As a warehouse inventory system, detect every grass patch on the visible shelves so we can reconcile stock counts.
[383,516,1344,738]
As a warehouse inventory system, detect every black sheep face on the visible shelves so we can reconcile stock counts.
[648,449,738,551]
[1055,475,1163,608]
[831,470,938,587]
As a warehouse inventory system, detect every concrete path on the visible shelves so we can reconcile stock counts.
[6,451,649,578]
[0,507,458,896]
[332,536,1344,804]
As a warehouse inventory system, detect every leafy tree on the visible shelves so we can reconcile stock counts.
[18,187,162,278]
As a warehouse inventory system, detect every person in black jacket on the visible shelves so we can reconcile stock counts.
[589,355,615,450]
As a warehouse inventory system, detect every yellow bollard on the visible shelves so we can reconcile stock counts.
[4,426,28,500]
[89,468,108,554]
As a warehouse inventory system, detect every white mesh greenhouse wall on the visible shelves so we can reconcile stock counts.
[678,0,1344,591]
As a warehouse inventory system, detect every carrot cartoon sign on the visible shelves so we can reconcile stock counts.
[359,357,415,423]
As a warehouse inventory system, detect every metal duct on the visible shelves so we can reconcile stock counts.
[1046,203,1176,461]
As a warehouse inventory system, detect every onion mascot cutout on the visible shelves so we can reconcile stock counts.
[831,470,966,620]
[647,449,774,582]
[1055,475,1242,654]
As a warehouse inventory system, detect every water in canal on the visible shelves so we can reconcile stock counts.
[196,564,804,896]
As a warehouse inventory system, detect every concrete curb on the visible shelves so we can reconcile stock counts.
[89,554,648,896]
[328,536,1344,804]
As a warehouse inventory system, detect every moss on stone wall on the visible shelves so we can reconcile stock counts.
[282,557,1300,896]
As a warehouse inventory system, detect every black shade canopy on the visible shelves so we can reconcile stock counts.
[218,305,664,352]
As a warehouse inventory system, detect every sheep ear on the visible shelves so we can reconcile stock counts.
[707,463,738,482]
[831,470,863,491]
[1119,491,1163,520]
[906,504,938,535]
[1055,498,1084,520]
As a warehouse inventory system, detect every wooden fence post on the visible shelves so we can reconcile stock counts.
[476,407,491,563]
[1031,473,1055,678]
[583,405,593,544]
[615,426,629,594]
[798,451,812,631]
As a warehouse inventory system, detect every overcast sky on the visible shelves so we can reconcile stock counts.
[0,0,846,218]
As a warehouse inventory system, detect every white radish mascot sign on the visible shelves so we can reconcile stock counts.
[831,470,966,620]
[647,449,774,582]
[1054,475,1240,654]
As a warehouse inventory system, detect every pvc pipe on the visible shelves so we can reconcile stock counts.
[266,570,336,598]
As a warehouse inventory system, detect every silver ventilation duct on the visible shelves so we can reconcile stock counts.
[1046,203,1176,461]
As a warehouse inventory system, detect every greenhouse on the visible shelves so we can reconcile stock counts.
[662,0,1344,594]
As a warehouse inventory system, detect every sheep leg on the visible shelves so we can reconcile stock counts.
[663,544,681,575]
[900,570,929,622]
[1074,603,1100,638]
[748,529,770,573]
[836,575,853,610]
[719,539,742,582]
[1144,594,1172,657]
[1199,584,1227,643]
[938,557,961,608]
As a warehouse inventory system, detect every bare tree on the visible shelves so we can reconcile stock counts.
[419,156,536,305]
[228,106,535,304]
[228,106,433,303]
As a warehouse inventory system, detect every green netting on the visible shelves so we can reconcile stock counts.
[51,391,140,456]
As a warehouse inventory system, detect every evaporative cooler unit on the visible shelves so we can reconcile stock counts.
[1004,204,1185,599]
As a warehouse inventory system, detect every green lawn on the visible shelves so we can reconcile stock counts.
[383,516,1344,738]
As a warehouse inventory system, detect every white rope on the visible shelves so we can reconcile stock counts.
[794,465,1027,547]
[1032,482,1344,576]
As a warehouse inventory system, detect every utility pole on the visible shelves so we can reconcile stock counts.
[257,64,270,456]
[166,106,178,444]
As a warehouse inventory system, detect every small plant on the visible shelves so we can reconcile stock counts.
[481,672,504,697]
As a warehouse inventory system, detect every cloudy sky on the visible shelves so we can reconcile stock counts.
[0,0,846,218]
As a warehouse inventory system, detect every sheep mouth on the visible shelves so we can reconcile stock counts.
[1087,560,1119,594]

━━━

_GOAL OF THE EXERCISE_
Copy every row above word for word, keeping each line in its original order from first to last.

_EXERCISE SOLUTION_
As a warehouse inventory system, detect every grass patch on the visible shelves so we can reconcile stock counts.
[383,516,1344,738]
As a warehouse inventory system, detect every black sheep face on the visible shelves so we can reconcile stock counts.
[648,449,738,551]
[1055,475,1163,608]
[831,470,938,587]
As a warehouse inventory system, detect every concrete path on the visible shelves so we can reconcile stock counts.
[6,451,649,578]
[0,507,458,896]
[332,536,1344,804]
As a warehouse inventory system, detect every leafy tree on the visible shelves so we can reconcile stock counts.
[18,187,162,278]
As a warehouse inventory system, detect every person in black jacket on the visible shelves so we can reconcile stock counts.
[589,355,615,450]
As a warehouse inventory system, detect every yellow bollard on the visible shelves so we can reconcile stock counts.
[4,426,28,500]
[89,468,108,554]
As a warehouse inventory system, detect every white mesh greenhouse wall on the visible shelves so we can reconcile stock counts.
[678,0,1344,591]
As a warehouse inventory system, detect every carrot cartoon sign on the visible shelves so we can reconcile stock counts.
[359,357,415,423]
As a warehouse inventory system, detect every metal duct on the visible shelves so we can reconcile stock counts.
[1046,203,1176,461]
As a warehouse inventory system, detect every onion mascot cutout on the visible shelves so we can reconcile stock counts.
[831,470,966,620]
[647,449,774,582]
[1055,475,1242,654]
As a warehouse inventory system, detect every water in canal on the visible shelves so we can reconcile stock counts.
[196,564,804,896]
As a warehouse inventory system, detect every concrete curb on the visible shelves so we can reconcile stock counts.
[89,554,648,896]
[328,536,1344,804]
As a warehouse inventory system, detect every moss on stone wall on the visible shelves so we can reconcile stock counts.
[282,557,1300,896]
As a warehouse inventory system, detect every black shade canopy on the visible shelves so we can reconcile stock counts.
[218,305,664,352]
As a warehouse inventory system, detect every sheep ear on the visible shelves so we can reconcile stock counts.
[707,463,738,482]
[831,470,863,491]
[1119,491,1163,520]
[906,504,938,535]
[1055,498,1084,520]
As a warehouse inventory system, detect every wooden fence post on the visible shelves so we can reconcile stock counts.
[476,407,491,563]
[1031,473,1055,678]
[583,405,593,544]
[615,426,629,594]
[798,451,812,631]
As a warehouse inventory system, detect every overcast sky on the visible shelves so we can reconcile stock counts.
[0,0,846,218]
As a warehouse inventory system, detect every white radish mascot sign on the visible shelves so we can reconcile stock counts.
[831,470,966,620]
[647,449,774,582]
[1054,475,1240,654]
As a warehouse inventory system, detect every pvc pipe on the visible shelves so we can reconcile stock counts.
[266,570,336,598]
As a warehouse inventory system, detect every silver ventilation duct on the visible shelves so we can reconcile stock counts.
[1046,203,1176,461]
As a warehouse inventory system, detect every greenhouse on the visible shelves so we can reconcile stock counts.
[662,0,1344,594]
As a warehouse inventory system, detect every sheep leg on the visible shelves so we can reconcile stock counts.
[663,544,681,575]
[900,570,929,622]
[1074,603,1100,638]
[748,529,770,573]
[836,575,853,610]
[719,539,742,582]
[1144,594,1172,657]
[1199,584,1227,643]
[938,557,961,608]
As a warehouse inventory system, detect every bare tree on the visible shelves so we can reconcile stock counts.
[419,156,536,305]
[228,106,535,304]
[228,106,433,303]
As a warehouse inventory system, detect every green netting on the visible shelves so we can reconcile stock counts.
[51,391,140,456]
As a warehouse inventory system, detect every evaporative cooler unit on the visible shelves so we can reconcile stock counts.
[1004,204,1185,599]
As a warehouse inventory system, detect every green lawn on the visible shelves so we can reconcile stock counts.
[383,516,1344,738]
As a warehouse inventory system, detect every white rope on the visible shelves so we can reconcile stock counts.
[794,465,1027,547]
[1032,482,1344,576]
As a warehouse inventory system, detect every utility pole on the visible shelves so we can reconcile stock counts.
[257,64,270,456]
[166,106,178,444]
As a warehouse inventory system, detect every small plant on the visible shelves so we can reconcile stock counts.
[481,672,504,697]
As a warehouse inventory system, detect every cloudy sky on the visible shelves so we can reconcile stock counts.
[0,0,846,218]
As a warehouse inventory system, detect every sheep mouth on the visible shelves so we can reconcile stock counts.
[1087,560,1119,594]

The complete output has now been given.